WHAT IS EXPECTED:
The line containing "Give the location" marks the start of the required copy, which runs to the final line of the entries; return those lines exactly, without any pictures.

*** TASK MATERIAL ***

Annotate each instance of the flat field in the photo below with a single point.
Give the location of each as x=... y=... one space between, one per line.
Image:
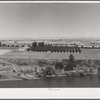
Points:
x=93 y=54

***

TASK RESPONSE:
Give the location of each as x=... y=... one space between, one per line.
Image:
Points:
x=93 y=54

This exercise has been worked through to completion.